--- What the task asks ---
Word for word, restate each entry in the listing below.

---------------

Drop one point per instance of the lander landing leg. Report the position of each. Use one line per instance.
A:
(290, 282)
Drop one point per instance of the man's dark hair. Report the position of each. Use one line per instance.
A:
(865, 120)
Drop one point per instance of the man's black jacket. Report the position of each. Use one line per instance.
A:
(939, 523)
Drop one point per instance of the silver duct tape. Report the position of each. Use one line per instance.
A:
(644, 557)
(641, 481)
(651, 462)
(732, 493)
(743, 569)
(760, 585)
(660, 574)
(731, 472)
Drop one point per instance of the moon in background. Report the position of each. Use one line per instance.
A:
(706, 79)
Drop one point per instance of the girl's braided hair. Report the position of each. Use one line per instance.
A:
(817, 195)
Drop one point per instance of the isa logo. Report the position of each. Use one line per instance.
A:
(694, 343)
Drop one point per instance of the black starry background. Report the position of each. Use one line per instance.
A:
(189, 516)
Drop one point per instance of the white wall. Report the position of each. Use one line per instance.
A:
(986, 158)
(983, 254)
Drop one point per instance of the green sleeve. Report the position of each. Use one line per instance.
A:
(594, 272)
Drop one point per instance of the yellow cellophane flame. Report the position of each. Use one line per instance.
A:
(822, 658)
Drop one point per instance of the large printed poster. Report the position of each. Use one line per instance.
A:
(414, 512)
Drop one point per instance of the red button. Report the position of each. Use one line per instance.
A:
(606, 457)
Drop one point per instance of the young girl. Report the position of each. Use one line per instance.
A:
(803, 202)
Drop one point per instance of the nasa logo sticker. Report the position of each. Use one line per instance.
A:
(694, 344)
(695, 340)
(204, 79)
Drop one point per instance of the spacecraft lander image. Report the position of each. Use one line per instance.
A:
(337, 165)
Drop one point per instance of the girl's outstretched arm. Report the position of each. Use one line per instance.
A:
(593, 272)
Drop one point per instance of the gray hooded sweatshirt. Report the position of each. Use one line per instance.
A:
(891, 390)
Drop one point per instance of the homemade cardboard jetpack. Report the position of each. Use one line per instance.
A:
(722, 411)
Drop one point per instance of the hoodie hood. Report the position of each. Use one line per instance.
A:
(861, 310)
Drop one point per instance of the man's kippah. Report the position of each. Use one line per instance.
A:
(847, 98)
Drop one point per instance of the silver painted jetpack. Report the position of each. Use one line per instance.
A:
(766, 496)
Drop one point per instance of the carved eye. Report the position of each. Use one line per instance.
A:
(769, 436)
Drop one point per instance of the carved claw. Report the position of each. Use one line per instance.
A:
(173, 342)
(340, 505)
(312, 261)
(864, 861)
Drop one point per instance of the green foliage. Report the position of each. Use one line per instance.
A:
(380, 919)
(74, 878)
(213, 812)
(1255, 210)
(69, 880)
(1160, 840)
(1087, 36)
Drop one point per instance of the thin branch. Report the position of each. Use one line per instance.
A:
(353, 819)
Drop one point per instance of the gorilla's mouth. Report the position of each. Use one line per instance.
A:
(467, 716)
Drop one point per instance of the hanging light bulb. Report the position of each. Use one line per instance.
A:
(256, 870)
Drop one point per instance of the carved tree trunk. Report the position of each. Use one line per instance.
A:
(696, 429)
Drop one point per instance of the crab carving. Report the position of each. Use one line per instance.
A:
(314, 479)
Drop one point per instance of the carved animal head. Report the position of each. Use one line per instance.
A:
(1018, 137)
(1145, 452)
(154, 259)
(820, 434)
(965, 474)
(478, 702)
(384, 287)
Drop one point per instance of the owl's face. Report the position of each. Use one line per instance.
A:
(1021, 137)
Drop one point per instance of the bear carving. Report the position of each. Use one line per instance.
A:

---------------

--- Final answer ---
Drop one point per instance of the lander landing leg. Report the position of each. Use one line per instance.
A:
(290, 282)
Drop one point per instance of the man's dark hair. Report the position of each. Use one line per instance.
A:
(865, 120)
Drop one point per instance of the man's black jacket. Report the position of each. Use one line per instance.
A:
(939, 523)
Drop one point per instance of the silver duct tape. Report the position of each. Use one line per instance.
A:
(644, 557)
(641, 481)
(651, 462)
(732, 493)
(743, 569)
(760, 585)
(660, 574)
(731, 472)
Drop one point per instance of the moon in background. Report the position of each. Use one line per instance.
A:
(706, 79)
Drop one point per instance of the girl's braided hair. Report the position of each. Use one line per instance.
A:
(817, 195)
Drop one point per instance of the isa logo. Report the position of each. Use one line per instance.
A:
(694, 343)
Drop one point per instance of the black starry background. Report the position of each. Use one line per instance.
A:
(189, 516)
Drop one point per instance of the white wall. Report the position of each. Use one line per instance.
A:
(986, 158)
(983, 254)
Drop one point per instance of the green sleeve. Report the position of each. Use one line per instance.
A:
(594, 272)
Drop one point per instance of the yellow cellophane flame. Report the position of each. Use one line per instance.
A:
(822, 658)
Drop one point per instance of the large printed poster. Report the position of each. Use one line per instance.
A:
(414, 512)
Drop one point per instance of the red button. Report the position of each. Use one line per instance.
A:
(606, 457)
Drop one point per instance of the young girl. Report the position of each. Use one line per instance.
A:
(803, 202)
Drop one point per instance of the nasa logo sticker. Report the position of each. Use one line per instance.
A:
(694, 344)
(695, 340)
(204, 79)
Drop one point per instance of the spacecraft lander image. Report the position of each. Use one line per instance.
A:
(337, 165)
Drop one point per instance of the girl's outstretched arm. Report the position of each. Use one line per instance.
A:
(593, 272)
Drop one point per instance of the gray hooded sweatshirt. Report the position of each. Use one line per instance.
A:
(891, 390)
Drop one point per instance of the homemade cardboard jetpack. Report the position of each. Use one line per instance.
A:
(722, 411)
Drop one point per instance of the hoodie hood. Report the position of each. Use one line per instance.
A:
(861, 310)
Drop one point per instance of the man's kippah. Report the position of each. Use one line per instance.
A:
(847, 98)
Drop one point per instance of the silver painted jetpack. Report the position of each. Use one line per instance.
A:
(766, 496)
Drop one point per instance of the carved eye. Report the position of each. Use one line per instance.
A:
(769, 436)
Drop one point per instance of the carved claw. Report the position of each. Use one line per instance.
A:
(173, 342)
(340, 505)
(312, 261)
(864, 861)
Drop one point per instance of the green foliage. Report the position of each. Use one line per instance.
A:
(380, 919)
(74, 878)
(213, 812)
(1255, 210)
(69, 880)
(1160, 840)
(1087, 36)
Drop one point per instance of the thin branch. Report the position of each. Use one line per instance.
A:
(353, 819)
Drop one point per instance of the gorilla's mouth. Report the position of each. Use one line per instance.
A:
(467, 716)
Drop one point per instance of the hanging light bulb. Report the position of each. Use one line per instance.
A:
(256, 870)
Drop one point per instance of the carved tree trunk. Report the position of each. Use one line per instance.
A:
(696, 429)
Drop one point per instance of the crab carving. Report the position of each. Use one line per instance.
A:
(314, 479)
Drop one point per instance of the carved animal head. Report the position of each. Use one line per instance.
A:
(1018, 137)
(1145, 452)
(154, 259)
(820, 434)
(965, 474)
(478, 702)
(384, 287)
Drop one point per instance of the owl's face. Report the position of each. Use one line per instance.
A:
(1021, 137)
Drop one point per instance of the bear carving. Report the position of each. Use one line per instance.
A:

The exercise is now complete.